Stored data entries:
============================================================

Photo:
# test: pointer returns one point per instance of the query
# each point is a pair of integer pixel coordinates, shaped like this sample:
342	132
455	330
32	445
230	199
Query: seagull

============================================================

(EXERCISE GOAL):
In full and without alteration, transcribe the entries above.

(SOLVED PROBLEM):
Photo:
# test: pointer returns one point per instance of the query
# each point is a pair of integer pixel coordinates, shaped like this sample:
342	132
455	330
32	445
230	199
Query: seagull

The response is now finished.